■ **Direction 1**
Count how many lines of the records below contain the word "goal", and give only that number.

* BEGIN Page excerpt *

Finally, it expands Nasdaq's overall EBITDA margin from 55% today to 57% in 2023 on a pro forma basis and including expected fully phased net expense synergies. Speaking of synergies, on slide 20, we outline how we are approaching expense synergies. We expect to realize $80 million of annual run rate expense synergies by the end of year two. We intend to achieve this by aligning our sales, client service, and engineering teams, and by aligning our products to focus on client-centric value propositions. We plan to consolidate some of our global office space and vendor services. We've also identified opportunities to tap into global talent across our combined geographic footprint, to provide our clients with great products and services in a more efficient manner.
It's important to note that Nasdaq is an experienced acquirer with a successful track record of achieving and exceeding deal objectives since 2014 under our current leadership. slide 21 highlights our three largest acquisitions within the past nine years: ISE, eVestment, and Verafin. Each of these transactions had a unique set of objectives. For ISE, it was broadening our tech offerings and trading execution and expanding the core equity options franchise, as well as executing on $60 million of synergies, representing more than 2/3 of ISE's overall expense base and 1.5x our original synergy target. For eVestment, we focused on expanding content and analytics, broadening our buy-side reach, and adding higher growth recurring revenue.
For Verafin, we were looking to scale our anti-financial crime offering, advance our technology transformation, accelerate our revenue growth, and enhance overall financial performance through our deep connections across the industry, most notably among the largest banks. In all three of these instances, Nasdaq met or exceeded the deal objectives, and we're confident we could do the same with Adenza. Through our commitment to strong execution across both organic opportunities and strategic acquisitions, Nasdaq has delivered total shareholder returns of more than 400% since 2014. Moving on to capital allocation on slide 22. There are no changes to our capital allocation pillars as a result of this transaction. We expect the acquisition to increase our debt-to-EBITDA leverage ratio to approximately 4.7x , and we expect investment-grade ratings of triple-B, Baa2 stable ratings upon close.

* END Page excerpt *
* BEGIN Given entries *

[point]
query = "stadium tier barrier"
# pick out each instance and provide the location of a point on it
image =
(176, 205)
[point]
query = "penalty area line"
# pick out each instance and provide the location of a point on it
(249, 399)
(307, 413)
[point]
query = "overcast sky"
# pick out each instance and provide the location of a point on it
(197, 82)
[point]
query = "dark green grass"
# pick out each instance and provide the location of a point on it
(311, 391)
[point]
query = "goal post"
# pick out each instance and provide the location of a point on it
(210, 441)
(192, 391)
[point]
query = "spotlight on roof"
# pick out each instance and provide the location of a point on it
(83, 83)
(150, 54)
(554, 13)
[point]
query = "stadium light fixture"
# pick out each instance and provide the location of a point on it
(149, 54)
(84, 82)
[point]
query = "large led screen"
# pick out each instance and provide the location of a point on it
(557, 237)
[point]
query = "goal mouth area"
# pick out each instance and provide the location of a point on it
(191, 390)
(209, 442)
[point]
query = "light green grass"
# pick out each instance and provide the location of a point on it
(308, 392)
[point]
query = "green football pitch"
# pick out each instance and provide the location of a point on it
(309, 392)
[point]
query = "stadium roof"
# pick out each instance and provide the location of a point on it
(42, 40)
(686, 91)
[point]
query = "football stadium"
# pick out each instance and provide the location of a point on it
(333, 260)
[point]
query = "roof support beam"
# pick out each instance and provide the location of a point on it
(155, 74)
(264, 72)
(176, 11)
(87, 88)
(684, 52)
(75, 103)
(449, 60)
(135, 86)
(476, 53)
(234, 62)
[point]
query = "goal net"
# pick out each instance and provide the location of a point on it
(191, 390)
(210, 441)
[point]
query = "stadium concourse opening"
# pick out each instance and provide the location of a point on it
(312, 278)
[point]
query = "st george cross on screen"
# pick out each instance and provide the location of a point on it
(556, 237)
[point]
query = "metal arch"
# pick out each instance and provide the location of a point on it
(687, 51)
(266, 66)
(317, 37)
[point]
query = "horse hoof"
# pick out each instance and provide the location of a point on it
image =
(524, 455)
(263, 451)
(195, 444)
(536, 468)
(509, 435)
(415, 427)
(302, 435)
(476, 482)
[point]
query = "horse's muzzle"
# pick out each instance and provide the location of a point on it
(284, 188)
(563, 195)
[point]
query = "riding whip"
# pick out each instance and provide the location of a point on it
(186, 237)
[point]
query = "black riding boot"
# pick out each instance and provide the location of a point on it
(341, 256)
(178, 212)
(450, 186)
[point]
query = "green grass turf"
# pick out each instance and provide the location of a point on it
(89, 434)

* END Given entries *

■ **Direction 2**
Write the next part of the Nasdaq acquisition remarks above, starting after their last sentence.

■ **Written answer 1**
3

■ **Written answer 2**
With the combination of Nasdaq's and Adenza's robust cash flows, we are committed to reducing leverage to 4x in 18 months and to approximately 3.3x in 36 months post-close. After closing, we intend to pursue our existing capital deployment plan, including dividend payments and share repurchases. We remain on track to steadily increase our dividend per share and to achieve a 35%-38% payout ratio within 3 years - 4 years. We also expect to repurchase shares to help offset deal dilution, and we will continue to offset employee stock compensation. On slide 23, we illustrate Nasdaq's track record of increasing debt for acquisitions and subsequently deleveraging. When we acquired eVestment and Verafin, we increased leverage to 3.3x and 3.5x , respectively, and quickly delevered after the acquisitions.
Nasdaq, on its own, is a strong generator of free cash flow. Adenza adds an additional $300 million in unlevered pre-tax cash flow. Given our track record and the cash profile of this acquisition, we're confident in our ability to execute this plan again following Adenza. In summary, we see tremendous value in Adenza, both in terms of strategic fit and the positive financial impact it has on our business. It is accretive to Nasdaq's growth and operating margins and adds substantial cash flow. We expect the transaction to close within 6 months-9 months. I'll now turn the call back to Adena.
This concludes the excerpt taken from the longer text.